- **Passage shown**:
════════════════════

# My new 2012 Roubaix s-works



## chevalier_noir (Feb 24, 2010)

Group Ultegra 6700 compact 50/34
Cassette 11/28
Wheels Mavic kysrium SL
Michelin Pro race 3 tyres
Look Keo 2 max pedales
Garmin edge 500 counter.


----------



## hui (Jan 11, 2011)

very nice indeed..! my sworks tarmac sl4 is arriving early march, doing a sram red build, dura ace c24 wheels and ritchey wcs bar...


----------



## RRRoubaix (Aug 27, 2008)

Beautiful! I like that color scheme very much!
Hadn't seen it before.


----------



## Stumpy2011 (Aug 1, 2011)

Congrats !
Love the black and green !!!
Not crazy about the green sidewalls of the tires. I personally would have used plain black to emphasize the cool frame.


----------



## willieboy (Nov 27, 2010)

Beautiful! Enjoy it for many safe and joyful miles. Congrats


----------



## roadworthy (Nov 11, 2011)

Very nice..
What are your riding impressions so far?
Congrats!


----------



## farva (Jun 24, 2005)

Nice rig but makes me think of Tron


----------



## NealH (May 2, 2004)

Very nice and nicely equipped.... but always photograph the bike with the crankset facing the camera.


----------



## floorguy724 (Dec 21, 2005)

Awesome bike man!


----------



## Devastazione (Dec 8, 2011)

Awsome ride !! What saddle are you using ?


----------



## chevalier_noir (Feb 24, 2010)

Its a Specialized Romin evo comp gel, only 5 rides so far seems comfortable.


----------



## chevalier_noir (Feb 24, 2010)

My first impressions are feels like it wants to go fast, extremely smooth ride. Climbs without effort and hold the road on downs and corners at speed. Its a real pleasure to ride....


----------

════════════════════

- **Record set**:
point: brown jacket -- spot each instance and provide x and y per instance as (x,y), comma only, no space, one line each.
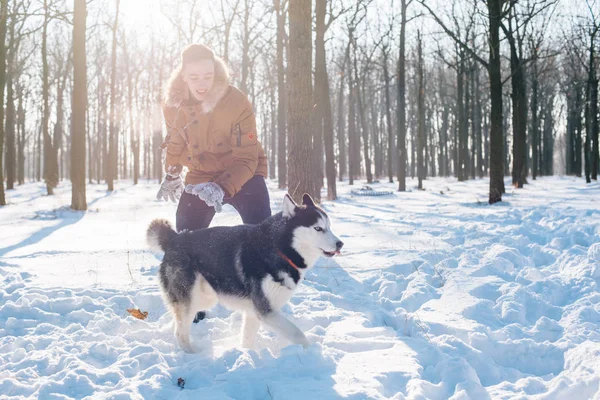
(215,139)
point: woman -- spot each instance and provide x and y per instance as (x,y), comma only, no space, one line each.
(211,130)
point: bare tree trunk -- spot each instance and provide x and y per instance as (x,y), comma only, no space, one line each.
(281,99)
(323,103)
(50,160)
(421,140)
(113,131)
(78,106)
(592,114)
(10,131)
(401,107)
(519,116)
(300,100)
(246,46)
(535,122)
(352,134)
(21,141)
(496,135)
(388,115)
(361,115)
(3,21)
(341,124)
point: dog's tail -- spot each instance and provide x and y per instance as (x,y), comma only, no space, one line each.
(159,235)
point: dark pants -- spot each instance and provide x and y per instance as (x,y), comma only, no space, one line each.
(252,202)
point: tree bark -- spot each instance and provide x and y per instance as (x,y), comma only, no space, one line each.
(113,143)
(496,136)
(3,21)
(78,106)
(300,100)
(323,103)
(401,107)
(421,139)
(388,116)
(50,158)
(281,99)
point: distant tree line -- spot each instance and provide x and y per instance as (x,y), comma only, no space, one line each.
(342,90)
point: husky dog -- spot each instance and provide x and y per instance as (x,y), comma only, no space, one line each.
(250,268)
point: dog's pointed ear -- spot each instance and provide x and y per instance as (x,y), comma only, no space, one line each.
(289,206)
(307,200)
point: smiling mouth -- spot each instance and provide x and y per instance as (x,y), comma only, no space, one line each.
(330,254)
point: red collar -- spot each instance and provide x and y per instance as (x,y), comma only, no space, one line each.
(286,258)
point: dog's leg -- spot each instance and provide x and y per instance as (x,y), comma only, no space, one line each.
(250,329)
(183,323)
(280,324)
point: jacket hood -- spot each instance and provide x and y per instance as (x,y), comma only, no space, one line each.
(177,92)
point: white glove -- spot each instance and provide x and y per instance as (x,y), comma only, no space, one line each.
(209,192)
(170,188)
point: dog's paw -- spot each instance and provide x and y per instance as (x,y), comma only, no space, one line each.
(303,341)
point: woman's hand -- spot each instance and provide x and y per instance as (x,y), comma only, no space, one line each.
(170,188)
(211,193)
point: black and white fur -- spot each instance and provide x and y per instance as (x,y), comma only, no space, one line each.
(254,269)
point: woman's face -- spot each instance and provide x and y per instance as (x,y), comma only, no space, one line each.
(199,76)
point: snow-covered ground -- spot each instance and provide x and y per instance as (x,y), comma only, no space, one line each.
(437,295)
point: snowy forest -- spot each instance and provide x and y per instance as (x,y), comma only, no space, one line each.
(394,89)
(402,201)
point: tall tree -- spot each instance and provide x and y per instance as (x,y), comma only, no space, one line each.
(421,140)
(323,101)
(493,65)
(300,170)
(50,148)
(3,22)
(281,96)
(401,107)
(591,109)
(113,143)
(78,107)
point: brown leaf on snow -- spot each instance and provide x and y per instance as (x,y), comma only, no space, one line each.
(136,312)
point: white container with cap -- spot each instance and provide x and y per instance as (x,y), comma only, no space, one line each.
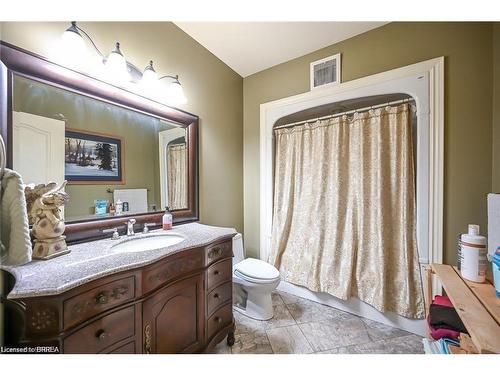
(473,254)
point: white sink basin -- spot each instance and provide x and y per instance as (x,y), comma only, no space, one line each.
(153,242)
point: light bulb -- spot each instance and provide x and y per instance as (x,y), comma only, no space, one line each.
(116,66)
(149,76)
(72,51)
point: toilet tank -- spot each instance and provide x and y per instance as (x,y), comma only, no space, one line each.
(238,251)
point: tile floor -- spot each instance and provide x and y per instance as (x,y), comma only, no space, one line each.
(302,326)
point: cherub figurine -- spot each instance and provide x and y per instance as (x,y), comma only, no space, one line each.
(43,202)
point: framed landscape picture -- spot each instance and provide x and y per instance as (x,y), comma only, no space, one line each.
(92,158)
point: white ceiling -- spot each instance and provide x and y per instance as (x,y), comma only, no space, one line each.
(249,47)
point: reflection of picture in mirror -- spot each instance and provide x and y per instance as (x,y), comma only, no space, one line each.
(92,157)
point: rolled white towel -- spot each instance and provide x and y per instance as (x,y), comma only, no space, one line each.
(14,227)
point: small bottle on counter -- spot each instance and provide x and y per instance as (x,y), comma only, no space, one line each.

════════════════════

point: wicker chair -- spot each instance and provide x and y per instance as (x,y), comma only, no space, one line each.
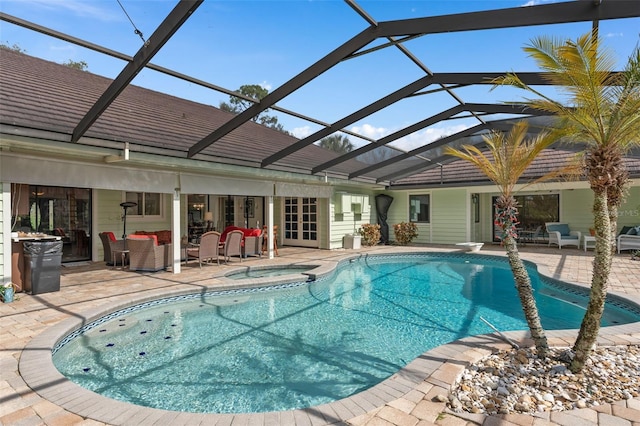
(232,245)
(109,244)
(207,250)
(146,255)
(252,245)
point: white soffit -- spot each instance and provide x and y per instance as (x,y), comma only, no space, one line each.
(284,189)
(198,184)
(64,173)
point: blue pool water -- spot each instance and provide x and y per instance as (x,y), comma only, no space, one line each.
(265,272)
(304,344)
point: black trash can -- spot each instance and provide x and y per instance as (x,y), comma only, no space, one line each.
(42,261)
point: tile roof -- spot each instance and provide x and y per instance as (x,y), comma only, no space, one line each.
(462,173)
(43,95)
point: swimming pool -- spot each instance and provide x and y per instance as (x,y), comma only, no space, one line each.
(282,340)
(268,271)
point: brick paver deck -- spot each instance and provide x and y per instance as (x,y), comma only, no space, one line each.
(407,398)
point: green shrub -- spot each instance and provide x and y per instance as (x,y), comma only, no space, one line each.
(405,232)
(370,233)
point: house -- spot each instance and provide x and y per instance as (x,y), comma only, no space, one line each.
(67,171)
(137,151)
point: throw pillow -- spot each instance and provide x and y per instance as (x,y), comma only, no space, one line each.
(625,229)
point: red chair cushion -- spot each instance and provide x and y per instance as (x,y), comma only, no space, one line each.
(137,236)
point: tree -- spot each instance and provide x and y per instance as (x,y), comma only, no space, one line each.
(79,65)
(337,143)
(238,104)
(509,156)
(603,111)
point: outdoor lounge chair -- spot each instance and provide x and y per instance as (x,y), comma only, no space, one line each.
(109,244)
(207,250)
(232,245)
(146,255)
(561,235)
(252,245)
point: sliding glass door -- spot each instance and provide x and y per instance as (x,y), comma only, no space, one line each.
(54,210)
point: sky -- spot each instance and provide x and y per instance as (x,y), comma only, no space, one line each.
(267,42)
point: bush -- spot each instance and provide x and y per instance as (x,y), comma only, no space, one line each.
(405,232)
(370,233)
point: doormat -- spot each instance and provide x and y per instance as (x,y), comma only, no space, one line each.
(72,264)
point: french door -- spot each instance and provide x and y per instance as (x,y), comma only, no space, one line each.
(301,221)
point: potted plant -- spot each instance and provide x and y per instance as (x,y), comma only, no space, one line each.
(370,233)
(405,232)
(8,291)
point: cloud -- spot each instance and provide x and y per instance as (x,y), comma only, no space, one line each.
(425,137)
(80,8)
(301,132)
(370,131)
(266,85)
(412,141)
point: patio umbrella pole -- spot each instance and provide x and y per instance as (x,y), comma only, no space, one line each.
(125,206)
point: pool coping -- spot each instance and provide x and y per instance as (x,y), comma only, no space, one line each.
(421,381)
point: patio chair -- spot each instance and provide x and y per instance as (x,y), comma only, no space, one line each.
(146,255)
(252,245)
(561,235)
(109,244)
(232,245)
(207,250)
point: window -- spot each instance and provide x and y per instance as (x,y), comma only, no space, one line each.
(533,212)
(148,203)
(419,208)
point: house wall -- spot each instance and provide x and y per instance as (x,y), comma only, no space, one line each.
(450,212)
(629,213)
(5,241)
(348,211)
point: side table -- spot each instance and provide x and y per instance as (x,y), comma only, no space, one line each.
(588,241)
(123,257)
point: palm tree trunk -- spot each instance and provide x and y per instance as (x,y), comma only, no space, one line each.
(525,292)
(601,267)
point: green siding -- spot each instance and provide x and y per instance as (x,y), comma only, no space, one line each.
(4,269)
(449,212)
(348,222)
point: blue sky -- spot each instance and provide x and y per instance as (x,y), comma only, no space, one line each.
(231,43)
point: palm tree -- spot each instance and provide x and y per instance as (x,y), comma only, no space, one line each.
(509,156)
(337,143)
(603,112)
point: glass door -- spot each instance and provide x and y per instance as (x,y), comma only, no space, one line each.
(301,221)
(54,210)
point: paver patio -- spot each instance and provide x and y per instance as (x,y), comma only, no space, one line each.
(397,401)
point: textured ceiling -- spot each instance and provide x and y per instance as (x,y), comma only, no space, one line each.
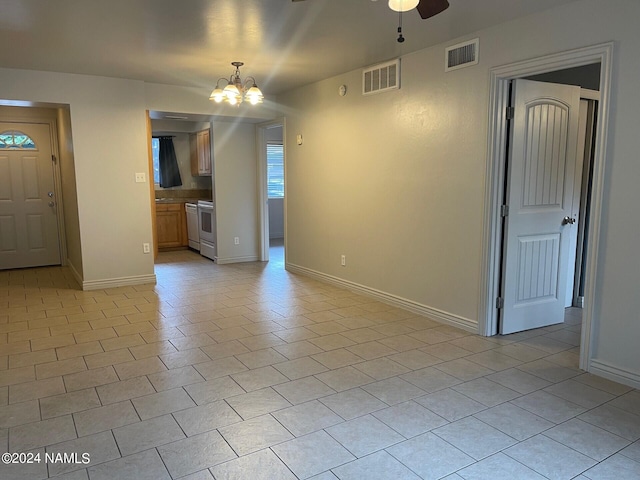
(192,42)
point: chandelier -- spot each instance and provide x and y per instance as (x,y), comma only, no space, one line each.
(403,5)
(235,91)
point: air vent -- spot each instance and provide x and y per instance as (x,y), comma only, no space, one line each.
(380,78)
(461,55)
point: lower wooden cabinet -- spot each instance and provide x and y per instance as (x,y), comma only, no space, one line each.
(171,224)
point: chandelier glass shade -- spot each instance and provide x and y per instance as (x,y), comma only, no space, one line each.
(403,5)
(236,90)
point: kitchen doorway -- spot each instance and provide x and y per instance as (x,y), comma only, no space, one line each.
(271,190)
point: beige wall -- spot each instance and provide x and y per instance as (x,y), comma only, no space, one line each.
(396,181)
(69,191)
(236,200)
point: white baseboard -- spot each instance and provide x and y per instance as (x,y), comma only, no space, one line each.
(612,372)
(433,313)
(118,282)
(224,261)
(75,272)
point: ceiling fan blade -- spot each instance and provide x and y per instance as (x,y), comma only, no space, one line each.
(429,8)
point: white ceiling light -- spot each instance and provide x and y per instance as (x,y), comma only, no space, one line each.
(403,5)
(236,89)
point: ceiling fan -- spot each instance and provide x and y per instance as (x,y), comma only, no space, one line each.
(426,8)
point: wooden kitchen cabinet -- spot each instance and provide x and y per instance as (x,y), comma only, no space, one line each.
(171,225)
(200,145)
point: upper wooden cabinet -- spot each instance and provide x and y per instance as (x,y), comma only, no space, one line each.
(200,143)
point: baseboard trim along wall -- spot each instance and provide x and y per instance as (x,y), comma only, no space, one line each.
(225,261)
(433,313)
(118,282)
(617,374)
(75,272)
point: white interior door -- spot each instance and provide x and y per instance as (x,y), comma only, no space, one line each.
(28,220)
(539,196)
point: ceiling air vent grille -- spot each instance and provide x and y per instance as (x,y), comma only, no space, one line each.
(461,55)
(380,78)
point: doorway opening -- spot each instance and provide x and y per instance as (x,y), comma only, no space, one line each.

════════════════════

- **Instructions**:
1. List every component that the first post of the bike forum thread names for the new Roubaix.
2. Locate every line of the records that contains the word "blue", and copy each of those lines. Case counts.

- **Results**:
1.
- Group Ultegra 6700 compact 50/34
- Cassette 11/28
- Wheels Mavic kysrium SL
- Michelin Pro race 3 tyres
- Look Keo 2 max pedales
- Garmin edge 500 counter

2.
point: blue pool water -- spot each instance and provide x and y per instance as (x,y), comma only, no space, one line each.
point: blue sky -- spot each instance and provide x and y per instance as (x,y), comma only, no space, one line each.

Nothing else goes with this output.